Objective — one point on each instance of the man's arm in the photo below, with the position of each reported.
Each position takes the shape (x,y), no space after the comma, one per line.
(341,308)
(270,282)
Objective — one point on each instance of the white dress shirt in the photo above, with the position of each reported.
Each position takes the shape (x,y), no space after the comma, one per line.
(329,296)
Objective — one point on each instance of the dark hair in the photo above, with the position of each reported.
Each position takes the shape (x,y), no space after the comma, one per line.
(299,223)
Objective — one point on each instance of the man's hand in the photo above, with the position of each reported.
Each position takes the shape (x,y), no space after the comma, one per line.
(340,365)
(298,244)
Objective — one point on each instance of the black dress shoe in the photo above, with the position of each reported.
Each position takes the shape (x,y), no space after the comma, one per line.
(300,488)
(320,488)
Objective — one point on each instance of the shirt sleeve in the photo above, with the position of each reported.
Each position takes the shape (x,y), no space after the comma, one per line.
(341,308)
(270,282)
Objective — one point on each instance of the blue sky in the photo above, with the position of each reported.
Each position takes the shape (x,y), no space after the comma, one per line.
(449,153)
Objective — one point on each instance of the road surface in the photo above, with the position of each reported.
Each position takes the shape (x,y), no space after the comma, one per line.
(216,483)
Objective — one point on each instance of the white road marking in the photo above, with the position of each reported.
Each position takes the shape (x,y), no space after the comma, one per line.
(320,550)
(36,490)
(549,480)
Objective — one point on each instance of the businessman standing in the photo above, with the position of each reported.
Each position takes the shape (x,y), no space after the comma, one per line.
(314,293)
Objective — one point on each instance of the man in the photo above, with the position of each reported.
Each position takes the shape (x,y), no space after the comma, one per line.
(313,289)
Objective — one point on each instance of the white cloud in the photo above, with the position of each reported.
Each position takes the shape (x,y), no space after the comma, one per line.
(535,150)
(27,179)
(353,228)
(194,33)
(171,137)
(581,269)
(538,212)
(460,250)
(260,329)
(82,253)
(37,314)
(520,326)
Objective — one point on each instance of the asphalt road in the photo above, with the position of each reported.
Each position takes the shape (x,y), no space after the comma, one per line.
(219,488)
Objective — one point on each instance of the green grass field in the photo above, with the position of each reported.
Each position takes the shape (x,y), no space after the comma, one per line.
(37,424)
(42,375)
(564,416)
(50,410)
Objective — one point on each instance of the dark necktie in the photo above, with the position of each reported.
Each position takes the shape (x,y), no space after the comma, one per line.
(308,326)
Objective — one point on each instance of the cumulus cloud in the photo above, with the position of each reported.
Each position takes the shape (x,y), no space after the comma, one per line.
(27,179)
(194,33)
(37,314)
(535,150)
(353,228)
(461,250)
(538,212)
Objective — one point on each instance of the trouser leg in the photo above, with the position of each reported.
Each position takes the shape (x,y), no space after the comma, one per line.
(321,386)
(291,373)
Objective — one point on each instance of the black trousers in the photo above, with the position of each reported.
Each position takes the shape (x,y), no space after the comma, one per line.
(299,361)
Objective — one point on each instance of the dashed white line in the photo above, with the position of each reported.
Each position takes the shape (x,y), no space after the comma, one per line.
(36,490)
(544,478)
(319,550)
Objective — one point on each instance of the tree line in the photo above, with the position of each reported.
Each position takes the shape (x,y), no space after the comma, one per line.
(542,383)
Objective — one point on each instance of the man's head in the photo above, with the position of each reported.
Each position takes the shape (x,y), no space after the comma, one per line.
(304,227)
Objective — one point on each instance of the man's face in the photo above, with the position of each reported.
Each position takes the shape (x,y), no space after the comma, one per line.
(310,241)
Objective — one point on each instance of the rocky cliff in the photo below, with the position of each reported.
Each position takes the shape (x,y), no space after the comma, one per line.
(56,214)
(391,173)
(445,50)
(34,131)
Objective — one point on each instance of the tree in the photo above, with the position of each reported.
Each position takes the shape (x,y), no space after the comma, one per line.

◆ WORK INSTRUCTIONS ◆
All the lines above need to be printed again, exactly.

◆ RESPONSE AREA ◆
Objective — one point on each instance of the man's arm in the photo below, with the position of each reported.
Each position takes the shape (x,y), no space after the comma, one per line.
(341,308)
(270,282)
Objective — one point on each instance of the white dress shirt in the photo above, with the position of each reported.
Each position takes the shape (x,y), no space after the comma, one per line.
(329,296)
Objective — one point on each instance of the dark hair in the photo above, with the position of each reported.
Each position takes the shape (x,y), no space after the comma, one per line.
(299,223)
Objective — one point on each instance of the man's hand in the photo above, with the position of each reported.
Each position takes the shape (x,y), no space after the comma, one per line.
(340,365)
(298,244)
Objective — one point on each instance of the black dress shoe in the photo above, with the position of each reported.
Each position takes the shape (x,y), no space after the comma, one per line.
(300,488)
(320,488)
Objective — one point on each instance of the shirt sleeve in the photo above, with the position of each reported.
Each position takes the shape (x,y), no space after the comma, one per line.
(341,308)
(270,282)
Objective — one point on each instance of the blue sky in the photo above, with the position of each reported.
Each position takes the shape (x,y), no space after the comma, one per line.
(449,153)
Objective — one point on each instance of the road surface in the photo above, with the position of each reported.
Each position takes the shape (x,y), no space after the comma, one per line.
(216,483)
Objective — one point on each instance of the white road marking in the photo above, with the position of each reported.
Each position takes the shape (x,y), no space after the comma, one per line.
(320,550)
(36,490)
(549,480)
Objective — one point on each instance of the businessman standing in the photo above, with the position of each reported.
Each position takes the shape (x,y), no space after the comma, one per line.
(314,293)
Objective — one point on each instance of the man in the photo above, with the position of each reported.
Each position takes the shape (x,y), no space after the comma, one per line.
(313,289)
Objective — one point on each instance of the white cloud in the photo above, with the position of each reported.
Each position takes the shape (x,y), no space after the comma, one per line.
(535,150)
(27,179)
(353,228)
(194,33)
(171,137)
(581,269)
(538,212)
(460,250)
(260,329)
(82,253)
(37,314)
(520,326)
Objective — one point on each instance of the asphalt road in the photo above, with the position of each reported.
Each position takes the shape (x,y), no space after the comma, one per line.
(219,488)
Objective — one point on each instance of the green grass field in the photo above, with the position of each reported.
Each position takes the shape (x,y), no space after the comma, one per line.
(37,424)
(42,375)
(564,416)
(50,410)
Objective — one point on each instance of the dark necktie in the photo above, with the position of each reported.
Each position takes the shape (x,y), no space after the comma, one per line.
(308,326)
Objective — one point on each instance of the cumulus cloud in the photo above, with the position of each reported.
Each position takes the shape (x,y), no space after the comma, one per line.
(27,179)
(194,33)
(37,314)
(535,150)
(353,228)
(461,250)
(538,212)
Objective — one point on each instance of the trouser leg in the photo above, with the position of each reported.
Each position takes the shape (x,y), no space after the comma, one per line.
(321,386)
(291,373)
Objective — one point on each instance of the black trousers in the photo above, with the position of each reported.
Each position takes the shape (x,y), no space after the comma, one per line.
(299,361)
Objective — one point on each instance of the dashed white line in the photo above, with the position of each reported.
Each position takes the shape (x,y), no space after the comma, one per line.
(36,490)
(544,478)
(319,550)
Objective — one point on each instance of the tree line in the photo above, with the position of each reported.
Each position takes the shape (x,y), no space after the comma, one per line.
(542,383)
Objective — one point on each instance of the man's head in the photo above, with the position of each reported.
Each position takes the shape (x,y), no space after the comma, one per line.
(304,227)
Objective — one point on each instance of the man's face in the photo above, with the position of each reported.
Each position takes the shape (x,y), no space after the comma, one per line.
(310,241)
Objective — one point on each instance of the rocky cliff in the photo below, with the position of each reported.
Each position takes the shape (x,y), no space after the comma, one per line.
(56,214)
(391,173)
(445,50)
(34,131)
Objective — one point on each instance of the tree in the photo above, with the position of each reported.
Each position takes the shape (x,y), no space after the comma, one per line.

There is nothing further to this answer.